La battaglia di Ratzinger contro il relativismo

 


Vito Mancuso, Papa Ratzinger, Dio, la fede e la battaglia al relativismo, La Stampa 5 gennaio 2023
 
Oggi viene celebrato il funerale di Joseph Ratzinger e con questo articolo io vorrei rendergli omaggio. Lo posso fare solo in prospettiva critica, perché non mi sono mai riconosciuto nella sua teologia e perché considero il suo papato un momento più negativo che positivo per la Chiesa e per la società contemporanee. Tuttavia riconosco di aver spesso avvertito che egli aveva il grande merito di richiamare con chiarezza i temi fondamentali della fede. Quali sono? Non i migranti, non l'ecologia, non la sessualità, non l'omosessualità, non la bioetica, non il celibato ecclesiastico, non il sacerdozio femminile, non in genere tutti i temi per così dire orizzontali che riguardano il nostro essere parte del mondo, compreso quel particolare pezzo di mondo che è la Chiesa cattolica. Non che essi non siano importanti, lo sono, eccome. Tuttavia non sono essenziali, non rappresentano cioè l'essenza specifica che fa esistere la peculiare disposizione della mente e del cuore che si chiama "fede"; anzi, fede in "Dio" in quanto intelligenza creatrice, causa e finalità dell'essere, alfa e omega.
Ratzinger ha avuto il grande merito di richiamare di continuo la mente ai temi fondamentali della fede di cui chiarisco la natura tramite una pagina di Agostino, il suo teologo più amato (insieme a Bonaventura e a Newman). Agostino immagina di ricevere la visita della Ragione in persona, la quale gli chiede di riassumere in poche parole il suo desiderio. Lui risponde: «Dio e l'anima: questo desidero conoscere». La Ragione: «Nulla di più?». Lui: «Assolutamente nulla di più» (Soliloqui 1,2). Ecco i temi fondamentali della fede: Dio e l'anima. Da essi dipende tutto il resto, compreso Gesù Cristo, la Bibbia, i Sacramenti, la Chiesa e gli altri elementi del cristianesimo, perché questi hanno senso per un essere umano solo alla luce dell'esistenza di Dio, dell'esistenza dell'anima e della loro possibile unione.

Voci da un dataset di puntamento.

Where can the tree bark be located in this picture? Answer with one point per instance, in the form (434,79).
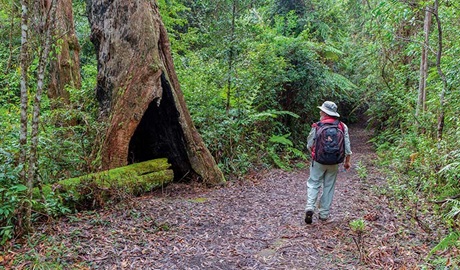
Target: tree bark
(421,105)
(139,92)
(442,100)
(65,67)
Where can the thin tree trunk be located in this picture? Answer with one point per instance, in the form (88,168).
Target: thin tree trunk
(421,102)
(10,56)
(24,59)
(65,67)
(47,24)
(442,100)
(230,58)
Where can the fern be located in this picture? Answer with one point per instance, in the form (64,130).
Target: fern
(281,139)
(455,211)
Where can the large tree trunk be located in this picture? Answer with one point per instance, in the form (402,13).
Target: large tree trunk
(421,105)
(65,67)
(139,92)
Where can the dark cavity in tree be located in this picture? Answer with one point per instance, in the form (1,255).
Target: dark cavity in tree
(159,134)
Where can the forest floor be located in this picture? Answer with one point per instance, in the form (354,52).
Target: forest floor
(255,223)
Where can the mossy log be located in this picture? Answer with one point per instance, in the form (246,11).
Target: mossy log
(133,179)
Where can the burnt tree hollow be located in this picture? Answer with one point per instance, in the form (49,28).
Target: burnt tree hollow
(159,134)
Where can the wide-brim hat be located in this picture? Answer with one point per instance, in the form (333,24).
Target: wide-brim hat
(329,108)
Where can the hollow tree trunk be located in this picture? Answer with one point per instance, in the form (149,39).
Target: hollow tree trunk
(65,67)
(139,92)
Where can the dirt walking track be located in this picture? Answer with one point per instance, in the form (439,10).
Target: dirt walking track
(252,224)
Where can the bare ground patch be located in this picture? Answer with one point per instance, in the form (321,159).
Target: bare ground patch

==

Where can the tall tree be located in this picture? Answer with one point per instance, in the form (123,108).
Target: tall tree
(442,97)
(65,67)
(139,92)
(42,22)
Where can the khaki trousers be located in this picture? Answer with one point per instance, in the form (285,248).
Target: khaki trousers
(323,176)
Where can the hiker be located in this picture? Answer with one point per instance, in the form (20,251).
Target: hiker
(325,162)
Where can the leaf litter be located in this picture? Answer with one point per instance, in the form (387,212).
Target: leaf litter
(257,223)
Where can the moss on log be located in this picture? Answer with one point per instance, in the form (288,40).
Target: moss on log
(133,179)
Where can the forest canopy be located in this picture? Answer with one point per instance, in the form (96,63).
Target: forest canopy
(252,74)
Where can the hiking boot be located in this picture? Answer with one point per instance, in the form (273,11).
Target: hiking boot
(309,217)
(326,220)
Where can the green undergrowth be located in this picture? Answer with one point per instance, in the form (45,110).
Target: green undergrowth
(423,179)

ATTIVITÀ DA SVOLGERE.
1. Elenca i temi che l'articolo su Ratzinger nomina uno per uno come non fondamentali per la fede.
2. Riproduci dall'articolo su Ratzinger il passo che parte dalle parole "Ratzinger ha avuto" e si ferma dopo "loro possibile unione.".
3. Scrivi il seguito dell'articolo su Ratzinger a partire dall'ultima frase riportata.
Le voci non hanno alcun legame con l'articolo su Ratzinger.

RISPOSTE.
1. I migranti, l'ecologia, la sessualità, l'omosessualità, la bioetica, il celibato ecclesiastico, il sacerdozio femminile.

2.
Ratzinger ha avuto il grande merito di richiamare di continuo la mente ai temi fondamentali della fede di cui chiarisco la natura tramite una pagina di Agostino, il suo teologo più amato (insieme a Bonaventura e a Newman). Agostino immagina di ricevere la visita della Ragione in persona, la quale gli chiede di riassumere in poche parole il suo desiderio. Lui risponde: «Dio e l'anima: questo desidero conoscere». La Ragione: «Nulla di più?». Lui: «Assolutamente nulla di più» (Soliloqui 1,2). Ecco i temi fondamentali della fede: Dio e l'anima. Da essi dipende tutto il resto, compreso Gesù Cristo, la Bibbia, i Sacramenti, la Chiesa e gli altri elementi del cristianesimo, perché questi hanno senso per un essere umano solo alla luce dell'esistenza di Dio, dell'esistenza dell'anima e della loro possibile unione.

3.
L'unione di Dio e anima giunge a formare il concetto decisivo della teologia di Ratzinger: quello di verità. La verità non è una dottrina o una formula o uno stato di cose; non coincide con l'esattezza. La verità è l'unione di Dio e anima: cioè di senso oggettivo e di senso soggettivo, di esattezza e di convinzione, di logica e di fervore, di dottrina e di conversione, di ortodossia e di ortoprassi. La verità è come uno spartito musicale: ha una sua oggettività, ma rimane muta per chi non ne conosce il linguaggio e non ne sente le vibrazioni dentro di sé. Il motto che Ratzinger scelse per lo stemma episcopale è "Cooperatores veritatis", "Collaboratori della verità". Nessun altro concetto aveva per lui tanta importanza. Ovviamente anche altri concetti strutturano la sua teologia, soprattutto fede, ragione, coscienza, amore, ma è il concetto di verità a fare la differenza perché, diceva, è solo a una ragione, a una fede, a una coscienza, a un amore "veri" che va attribuito credito.
Fu questo a fargli intraprendere la sua battaglia più aspra, quella contro il relativismo. Egli denunciava incessantemente la sua massiccia presenza nella nostra società parlando al proposito addirittura di «dittatura del relativismo», con un concetto in realtà un po' curioso perché il relativismo per definizione relativizza e quindi elimina in radice l'assolutismo alla base della dittatura, per cui se c'è relativismo non può esserci dittatura. Egli però in questo modo intendeva denunciare un persistente uso della ragione teso a minare sistematicamente l'assolutezza della verità: e per lui, se non c'è assolutezza, non c'è neppure verità. Non c'è quell'incontro esistenziale così coinvolgente ed esigente con l'alterità che si può anche chiamare amore.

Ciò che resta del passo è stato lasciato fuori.